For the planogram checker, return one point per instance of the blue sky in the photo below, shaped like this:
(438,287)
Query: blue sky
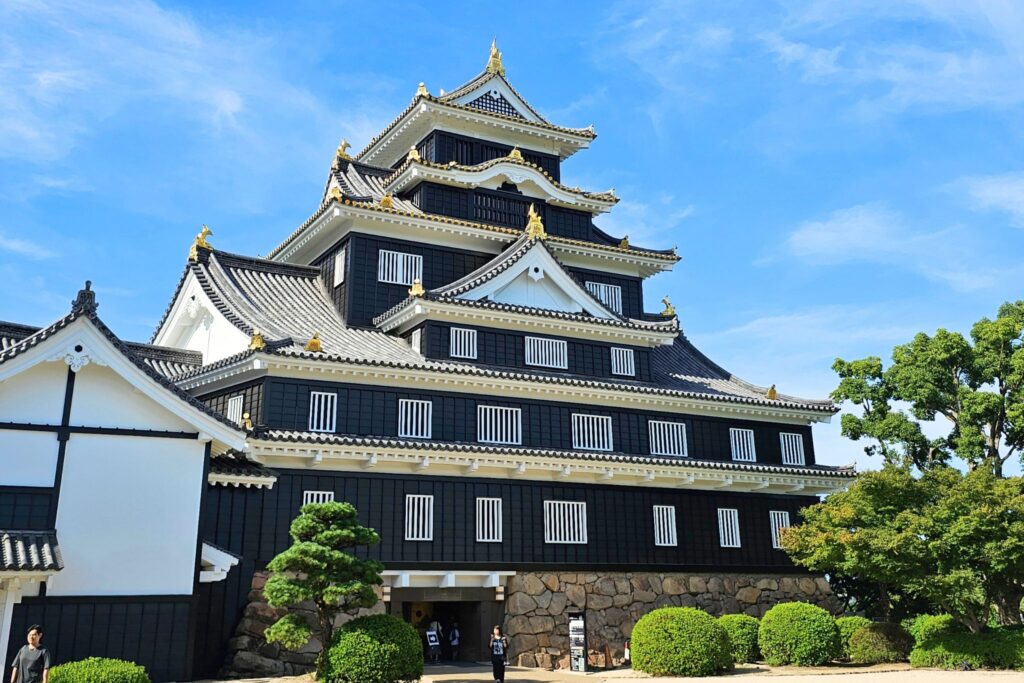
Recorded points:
(837,175)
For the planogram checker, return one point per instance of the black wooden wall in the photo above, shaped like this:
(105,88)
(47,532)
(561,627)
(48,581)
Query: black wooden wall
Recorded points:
(151,631)
(505,348)
(374,412)
(25,507)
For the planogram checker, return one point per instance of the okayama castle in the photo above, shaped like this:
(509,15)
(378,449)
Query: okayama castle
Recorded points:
(449,343)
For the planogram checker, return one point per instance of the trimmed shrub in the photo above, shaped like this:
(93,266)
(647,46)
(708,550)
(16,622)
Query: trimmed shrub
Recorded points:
(798,633)
(742,630)
(1001,648)
(847,627)
(379,648)
(880,643)
(680,641)
(98,670)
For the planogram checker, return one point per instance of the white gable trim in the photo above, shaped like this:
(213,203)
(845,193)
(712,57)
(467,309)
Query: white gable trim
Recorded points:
(540,269)
(95,347)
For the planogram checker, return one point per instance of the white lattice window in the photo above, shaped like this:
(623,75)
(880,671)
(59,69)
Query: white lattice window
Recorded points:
(419,517)
(609,295)
(665,525)
(235,410)
(488,519)
(398,268)
(728,527)
(317,497)
(339,266)
(323,411)
(741,441)
(415,418)
(499,425)
(779,520)
(667,438)
(623,361)
(592,432)
(564,521)
(793,449)
(463,343)
(547,352)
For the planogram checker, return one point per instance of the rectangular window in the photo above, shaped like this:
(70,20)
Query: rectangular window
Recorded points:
(667,438)
(609,295)
(742,444)
(316,497)
(793,449)
(419,517)
(235,410)
(398,268)
(339,266)
(547,352)
(623,361)
(323,411)
(592,432)
(415,418)
(463,343)
(564,521)
(779,520)
(488,520)
(665,525)
(728,527)
(499,425)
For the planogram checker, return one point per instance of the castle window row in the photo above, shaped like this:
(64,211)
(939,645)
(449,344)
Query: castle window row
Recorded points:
(502,425)
(564,521)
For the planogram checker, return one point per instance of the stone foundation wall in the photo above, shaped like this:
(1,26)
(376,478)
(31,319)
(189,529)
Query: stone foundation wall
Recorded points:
(537,606)
(248,652)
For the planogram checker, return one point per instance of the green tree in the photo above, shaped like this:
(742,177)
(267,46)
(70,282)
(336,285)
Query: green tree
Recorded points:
(976,385)
(316,568)
(953,540)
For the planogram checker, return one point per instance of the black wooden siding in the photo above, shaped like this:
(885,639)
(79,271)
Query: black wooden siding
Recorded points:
(153,632)
(441,146)
(499,347)
(25,507)
(374,412)
(368,297)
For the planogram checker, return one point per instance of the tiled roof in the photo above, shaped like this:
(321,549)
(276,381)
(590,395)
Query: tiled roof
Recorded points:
(30,551)
(291,436)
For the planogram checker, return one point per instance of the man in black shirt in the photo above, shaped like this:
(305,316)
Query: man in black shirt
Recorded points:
(32,664)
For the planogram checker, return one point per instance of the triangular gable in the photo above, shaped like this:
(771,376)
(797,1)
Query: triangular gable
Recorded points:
(81,339)
(528,275)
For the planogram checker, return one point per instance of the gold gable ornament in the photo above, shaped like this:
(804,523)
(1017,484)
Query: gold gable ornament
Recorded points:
(535,226)
(495,65)
(200,243)
(313,345)
(257,343)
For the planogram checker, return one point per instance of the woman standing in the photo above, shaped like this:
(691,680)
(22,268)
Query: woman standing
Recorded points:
(499,648)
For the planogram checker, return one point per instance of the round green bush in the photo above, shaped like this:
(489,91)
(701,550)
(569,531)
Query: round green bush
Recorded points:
(880,643)
(847,627)
(742,630)
(379,648)
(98,670)
(680,641)
(798,633)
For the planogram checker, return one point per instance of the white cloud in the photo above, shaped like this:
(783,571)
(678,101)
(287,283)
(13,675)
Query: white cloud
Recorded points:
(996,193)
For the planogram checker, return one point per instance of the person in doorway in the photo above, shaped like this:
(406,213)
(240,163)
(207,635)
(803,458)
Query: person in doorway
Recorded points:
(499,650)
(32,664)
(454,639)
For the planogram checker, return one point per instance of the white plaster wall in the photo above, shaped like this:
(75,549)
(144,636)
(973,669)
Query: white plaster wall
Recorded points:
(103,398)
(28,459)
(35,395)
(128,515)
* * *
● Work instructions
Copy each line containing the word "bush" from the data.

● Finished exercise
For the planogram checker, return one point per instance of the round green bush in the photo above, shaped like this:
Query: round green bush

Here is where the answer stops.